EXERCISE DESCRIPTION → Transcription, pictures excluded: write out the data below exactly.

(THE DATA begins)

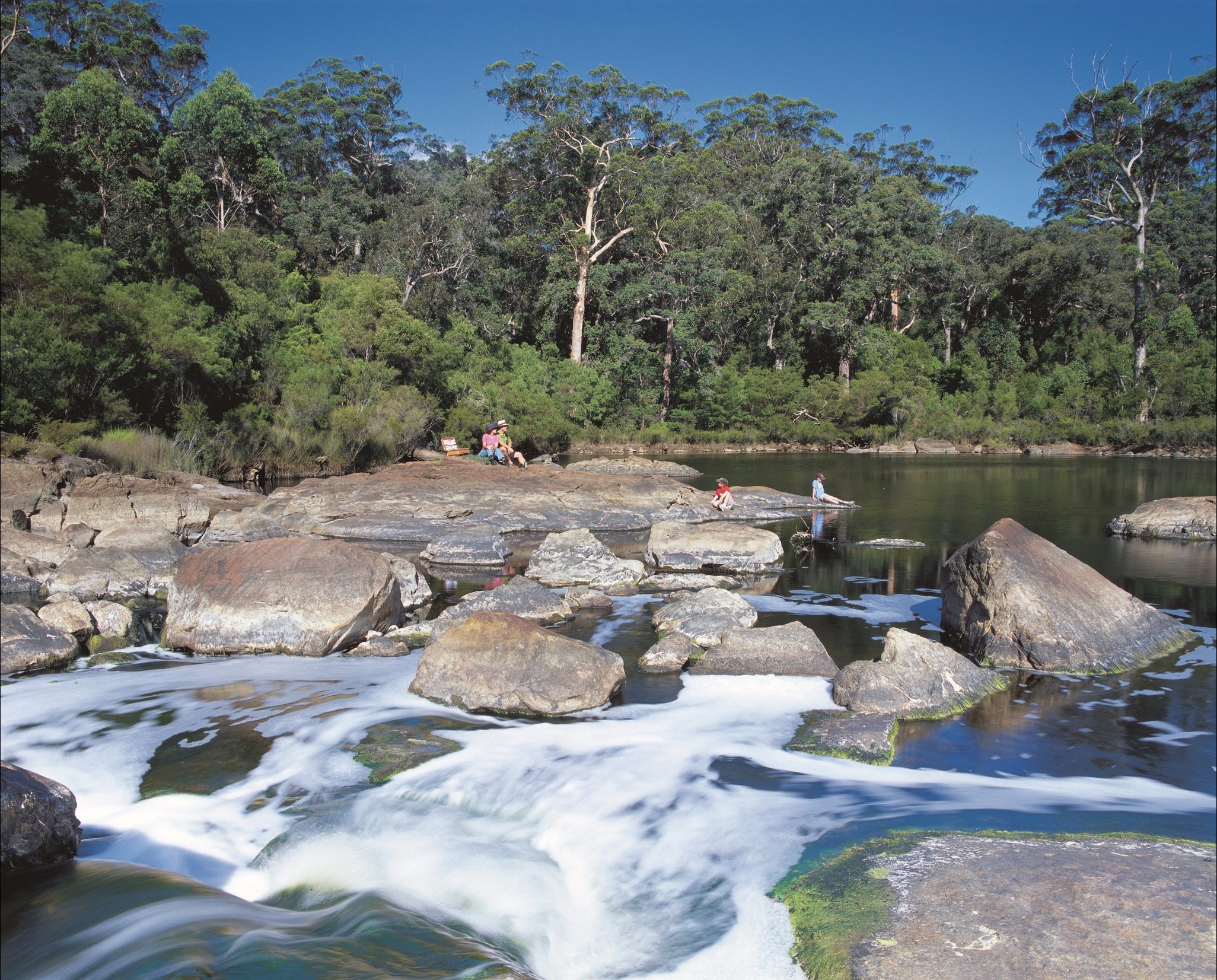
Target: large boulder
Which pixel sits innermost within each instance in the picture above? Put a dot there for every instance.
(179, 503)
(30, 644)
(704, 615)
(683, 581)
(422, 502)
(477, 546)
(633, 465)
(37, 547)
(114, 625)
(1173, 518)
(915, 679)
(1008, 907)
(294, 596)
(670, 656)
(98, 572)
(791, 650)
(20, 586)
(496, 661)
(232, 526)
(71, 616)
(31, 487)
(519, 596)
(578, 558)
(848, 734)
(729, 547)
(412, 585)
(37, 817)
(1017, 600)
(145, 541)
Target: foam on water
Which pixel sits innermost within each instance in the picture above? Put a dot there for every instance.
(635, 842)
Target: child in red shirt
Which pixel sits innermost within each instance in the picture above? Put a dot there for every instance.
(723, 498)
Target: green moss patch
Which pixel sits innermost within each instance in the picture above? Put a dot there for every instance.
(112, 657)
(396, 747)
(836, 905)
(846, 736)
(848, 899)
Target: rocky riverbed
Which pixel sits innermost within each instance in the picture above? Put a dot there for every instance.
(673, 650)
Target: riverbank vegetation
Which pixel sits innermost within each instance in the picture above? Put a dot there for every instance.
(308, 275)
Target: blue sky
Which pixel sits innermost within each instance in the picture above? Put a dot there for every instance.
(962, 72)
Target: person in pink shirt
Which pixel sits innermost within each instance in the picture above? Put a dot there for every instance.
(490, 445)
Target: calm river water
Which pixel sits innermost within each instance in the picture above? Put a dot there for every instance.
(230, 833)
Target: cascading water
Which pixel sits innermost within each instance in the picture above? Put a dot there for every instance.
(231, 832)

(THE DATA ends)

WRITTEN SOLUTION →
Target: large boulder
Which pixel sits innermost within each instance in the picture above? Put a dot there for every instance.
(179, 503)
(30, 644)
(704, 615)
(683, 581)
(422, 502)
(477, 546)
(633, 465)
(37, 547)
(114, 625)
(1173, 518)
(915, 679)
(1008, 907)
(294, 596)
(670, 656)
(98, 572)
(791, 650)
(20, 586)
(496, 661)
(232, 526)
(71, 616)
(31, 487)
(519, 596)
(578, 558)
(848, 734)
(729, 547)
(412, 585)
(37, 817)
(1017, 600)
(145, 541)
Target: foam on water
Which pixel sits innermost within each instance in the picture above? Put a dot there for every instance.
(635, 842)
Target: child in red shirt
Which pixel sits innermost within each instance in the picture above? Put a dot there for every instance.
(723, 498)
Target: green moss patch
Which pixel sits innermost within each instance in the picture above? Put a dot there for every instance.
(112, 657)
(396, 747)
(836, 905)
(846, 736)
(848, 899)
Target: rocky riverbed
Which pixel sits innermost within each instance in the picture above? Put a dot there for every instance.
(673, 650)
Target: riverbank vegetation
Which pixel sits innermost within each instance in the picture above? Put a dot there for every instance.
(308, 275)
Target: blue sky
Which pixel sits innermost within each instance in the picture above? Put a dot there for every instance.
(962, 72)
Target: person in pink shirt
Which pixel sits innermost within each instance in the picture above? Put a dot there for every instance.
(490, 445)
Target: calm river water
Which pixel sits innermost within each instance in the picture above? Put a dot there for every instance.
(230, 833)
Target: cascading water
Which pixel sits innermost within each instance in the picture above? Put a dot there for every instance.
(231, 832)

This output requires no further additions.